- YOUR TASK: Whenever a line in the records below contains "bottom", pick it out.

(INPUT RECORDS begins)

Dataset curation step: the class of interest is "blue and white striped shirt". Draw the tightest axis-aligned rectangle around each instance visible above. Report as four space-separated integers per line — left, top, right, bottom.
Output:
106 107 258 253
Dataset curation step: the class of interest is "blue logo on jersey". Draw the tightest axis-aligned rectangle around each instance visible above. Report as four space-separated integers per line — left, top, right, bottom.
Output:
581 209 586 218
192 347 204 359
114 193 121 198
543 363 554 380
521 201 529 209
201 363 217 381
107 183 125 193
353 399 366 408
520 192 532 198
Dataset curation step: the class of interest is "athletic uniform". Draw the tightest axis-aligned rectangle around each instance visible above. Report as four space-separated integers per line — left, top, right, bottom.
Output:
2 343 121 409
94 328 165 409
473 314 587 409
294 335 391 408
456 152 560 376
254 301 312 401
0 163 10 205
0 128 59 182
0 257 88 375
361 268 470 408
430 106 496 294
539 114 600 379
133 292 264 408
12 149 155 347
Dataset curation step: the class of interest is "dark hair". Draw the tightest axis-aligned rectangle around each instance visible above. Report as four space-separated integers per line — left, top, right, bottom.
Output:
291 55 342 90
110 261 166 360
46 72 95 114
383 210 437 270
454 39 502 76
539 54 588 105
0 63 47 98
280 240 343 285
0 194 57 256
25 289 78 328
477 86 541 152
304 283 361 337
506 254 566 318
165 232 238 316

(INPUT RECORDS ends)

- ANSWER:
Dataset curation step: the class of interest is "blue and white striped shirt". Draw the tightest axis-aligned rectangle around each instance visible above. Report as four space-separated integers per line — left, top, right, bottom.
Dataset curation step: the class of interest is "blue logo on jersey". Draw the tightest axis-aligned rectangle around each instance visible above. Report as four space-separated integers per line — left, top, right, bottom.
Dataset curation step: the class of interest is "athletic uniform". Draw the tightest axis-aligned rectangle around each instance visible above. Report as four space-separated integers per line — left, top, right, bottom.
Dataset curation step: the class of interest is "dark hair". Draw the tightest axis-aligned rectangle around each instance visible above. Report as four space-separated integers per line — left, top, right, bottom.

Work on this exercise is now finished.